Parts of the exercise |
A: According to the account of Manchester's meetings with Elizabeth, in what city was her father born?
B: Reproduce the account of Manchester's meetings with Elizabeth from "After recounting further" up to and including "so Manchester left.".

Text shown |
━━━━━━

A meeting was arranged for "coffee at a nearby restaurant". When they met, she mentioned that she was now working (Manchester does not list her occupation) and lived by herself in a flat "in the Highgate area" (94). Her nightmares had returned and intensified. One concerned a form entering her bedroom, with a face resembling a "wild animal with glaring eyes and sharp teeth", which she realises is a man with this expression. His "face is gaunt and grey" (95).

After noticing other strange behaviours and the awkwardness of discussing such a thing in public, he arranged to meet her in her flat, the following evening. She introduced him to her then-boyfriend, Keith Maclean (95). While she fixed him a drink, Maclean shared some of Elizabeth's background info, namely, her "Southern Polish descent", she was "brought up in a strict Catholic atmosphere" and her "father was born in Krakow and was something of a strict disciplinarian" (95).

After recounting further strange experiences, Maclean mentioned "something about marks on the side of her neck", just as Manchester was preparing to leave. They'd apparently been there for "some time" (96). She was reluctant to discuss the matter further, so Manchester left.

━━━━━━

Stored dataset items
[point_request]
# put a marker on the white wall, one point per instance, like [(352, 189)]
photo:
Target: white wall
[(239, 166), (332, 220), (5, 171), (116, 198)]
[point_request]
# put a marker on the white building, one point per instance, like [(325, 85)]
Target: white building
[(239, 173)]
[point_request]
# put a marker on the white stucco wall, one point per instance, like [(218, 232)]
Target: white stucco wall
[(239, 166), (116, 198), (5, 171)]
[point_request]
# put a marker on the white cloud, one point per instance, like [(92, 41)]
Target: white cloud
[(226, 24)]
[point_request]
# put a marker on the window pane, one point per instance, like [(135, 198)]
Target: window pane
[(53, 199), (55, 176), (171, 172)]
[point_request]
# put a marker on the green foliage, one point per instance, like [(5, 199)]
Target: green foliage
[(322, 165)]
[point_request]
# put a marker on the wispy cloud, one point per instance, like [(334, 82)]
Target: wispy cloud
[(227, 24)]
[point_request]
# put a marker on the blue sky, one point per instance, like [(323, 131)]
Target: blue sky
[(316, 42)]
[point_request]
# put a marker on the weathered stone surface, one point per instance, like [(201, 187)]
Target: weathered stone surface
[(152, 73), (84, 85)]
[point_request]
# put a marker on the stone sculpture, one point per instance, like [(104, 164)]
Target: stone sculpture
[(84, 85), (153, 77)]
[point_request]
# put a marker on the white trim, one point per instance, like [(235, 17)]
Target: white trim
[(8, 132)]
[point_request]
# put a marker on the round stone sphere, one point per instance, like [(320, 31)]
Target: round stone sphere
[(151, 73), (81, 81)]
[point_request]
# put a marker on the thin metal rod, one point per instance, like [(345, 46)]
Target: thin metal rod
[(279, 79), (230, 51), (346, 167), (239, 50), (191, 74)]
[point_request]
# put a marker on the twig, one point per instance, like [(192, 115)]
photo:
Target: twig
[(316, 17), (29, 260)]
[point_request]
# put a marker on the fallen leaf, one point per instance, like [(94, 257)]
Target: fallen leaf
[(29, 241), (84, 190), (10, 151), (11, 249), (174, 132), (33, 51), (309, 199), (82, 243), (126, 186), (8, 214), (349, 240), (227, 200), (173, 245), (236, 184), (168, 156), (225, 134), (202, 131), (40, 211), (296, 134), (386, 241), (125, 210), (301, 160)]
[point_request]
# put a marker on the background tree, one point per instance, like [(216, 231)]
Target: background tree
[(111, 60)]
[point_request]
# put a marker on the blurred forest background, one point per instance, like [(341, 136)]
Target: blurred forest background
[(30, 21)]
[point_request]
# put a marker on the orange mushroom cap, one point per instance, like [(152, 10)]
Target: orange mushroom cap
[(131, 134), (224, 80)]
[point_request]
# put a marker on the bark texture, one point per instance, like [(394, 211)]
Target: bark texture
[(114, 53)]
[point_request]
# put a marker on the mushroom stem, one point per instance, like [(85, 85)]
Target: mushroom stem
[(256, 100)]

━━━━━━

Results for the exercise |
A: Krakow

B:
After recounting further strange experiences, Maclean mentioned "something about marks on the side of her neck", just as Manchester was preparing to leave. They'd apparently been there for "some time" (96). She was reluctant to discuss the matter further, so Manchester left.